Repeat each entry in the data, exactly.

- **RECORDS TO USE**
*** Block opens ***

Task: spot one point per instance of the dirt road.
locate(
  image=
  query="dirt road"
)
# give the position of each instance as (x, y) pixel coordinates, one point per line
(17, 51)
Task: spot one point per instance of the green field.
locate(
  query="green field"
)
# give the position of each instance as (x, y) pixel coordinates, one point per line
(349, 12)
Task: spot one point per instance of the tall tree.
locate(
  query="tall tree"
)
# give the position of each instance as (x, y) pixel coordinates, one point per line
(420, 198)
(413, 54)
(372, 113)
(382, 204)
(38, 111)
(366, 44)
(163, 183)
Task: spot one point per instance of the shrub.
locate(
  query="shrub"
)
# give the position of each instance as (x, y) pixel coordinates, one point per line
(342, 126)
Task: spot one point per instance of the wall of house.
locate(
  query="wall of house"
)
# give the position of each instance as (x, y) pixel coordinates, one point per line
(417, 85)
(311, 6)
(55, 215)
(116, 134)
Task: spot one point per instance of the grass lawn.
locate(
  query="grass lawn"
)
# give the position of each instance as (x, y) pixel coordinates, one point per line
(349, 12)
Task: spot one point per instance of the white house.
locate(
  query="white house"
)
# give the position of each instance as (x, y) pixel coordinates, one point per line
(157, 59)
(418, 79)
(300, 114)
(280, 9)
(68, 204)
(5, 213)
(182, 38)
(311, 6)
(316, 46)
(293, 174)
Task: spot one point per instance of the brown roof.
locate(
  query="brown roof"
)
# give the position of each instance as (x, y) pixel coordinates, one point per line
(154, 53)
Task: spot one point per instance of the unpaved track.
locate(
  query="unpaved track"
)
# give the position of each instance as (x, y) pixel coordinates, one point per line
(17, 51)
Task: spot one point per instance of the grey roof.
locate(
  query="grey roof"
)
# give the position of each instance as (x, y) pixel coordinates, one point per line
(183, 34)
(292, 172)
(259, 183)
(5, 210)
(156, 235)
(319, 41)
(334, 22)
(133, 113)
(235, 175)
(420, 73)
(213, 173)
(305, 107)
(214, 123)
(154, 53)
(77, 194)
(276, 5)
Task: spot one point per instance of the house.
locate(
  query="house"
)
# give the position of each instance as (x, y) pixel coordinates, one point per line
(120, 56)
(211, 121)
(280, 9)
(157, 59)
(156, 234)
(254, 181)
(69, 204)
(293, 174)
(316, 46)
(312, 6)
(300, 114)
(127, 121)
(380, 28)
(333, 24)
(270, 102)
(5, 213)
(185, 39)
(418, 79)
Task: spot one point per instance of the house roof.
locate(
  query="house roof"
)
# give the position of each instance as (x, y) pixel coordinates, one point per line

*** Block closes ***

- **TASK RESPONSE**
Task: spot one point per instance of the dirt road.
locate(
  image=
  query="dirt road"
)
# give the position of each instance as (x, y) pixel coordinates, one point per line
(17, 51)
Task: spot one point per instance of the green field.
locate(
  query="green field"
)
# give the position of each instance as (x, y) pixel coordinates, one point per line
(349, 12)
Task: spot one point per instance of the tall tree.
locate(
  query="tall tree"
)
# give the position of each instance as (x, y) pixel coordinates, one point per line
(420, 198)
(413, 54)
(372, 113)
(382, 204)
(38, 111)
(366, 44)
(163, 183)
Task: spot one point per instance of the shrub.
locate(
  query="shrub"
)
# give the position of each instance as (x, y) pixel coordinates, one point per line
(342, 126)
Task: spot one point per instance of the wall of house.
locate(
  query="wall of house"
)
# give the position of each instance as (x, y) pixel coordinates, one point per line
(417, 85)
(311, 6)
(55, 215)
(116, 134)
Task: spot one point per instance of the grass lawn.
locate(
  query="grass lawn"
)
# give the position of each instance as (x, y) pixel coordinates, one point per line
(349, 12)
Task: spot one point per instance of the white house.
locate(
  query="white house"
)
# give the position of each instance as (x, y) pixel coordinates, one point per line
(157, 59)
(418, 79)
(300, 114)
(280, 9)
(68, 204)
(5, 213)
(182, 38)
(311, 6)
(316, 46)
(293, 174)
Task: spot one point per instance of the brown roof.
locate(
  query="brown roof"
)
# give the position of each instance as (x, y) pixel coordinates, one point per line
(154, 53)
Task: spot one point per instance of the unpaved track.
locate(
  query="unpaved track"
)
# give the position of each instance as (x, y) pixel coordinates, one point per line
(17, 51)
Task: spot one point per instance of the grey roof.
locate(
  query="grey roof"
)
# give the position of each instance as (x, y) pixel coordinates, one point per line
(183, 34)
(292, 172)
(259, 183)
(5, 210)
(156, 235)
(319, 41)
(334, 22)
(133, 113)
(235, 175)
(420, 73)
(213, 173)
(305, 107)
(214, 123)
(154, 53)
(77, 194)
(276, 5)
Task: spot one point per instance of the house.
locate(
  query="house"
)
# give the position of each instance as (x, y) pixel coordinates, one point per line
(120, 56)
(211, 121)
(280, 9)
(157, 59)
(156, 234)
(254, 181)
(69, 204)
(293, 174)
(316, 46)
(312, 6)
(300, 114)
(127, 121)
(380, 28)
(333, 24)
(270, 102)
(5, 213)
(185, 39)
(418, 79)
Task: spot one point per instance of the house roof.
locate(
  query="house roof"
)
# give the position of each instance as (x, y) pixel coordinates, one point per line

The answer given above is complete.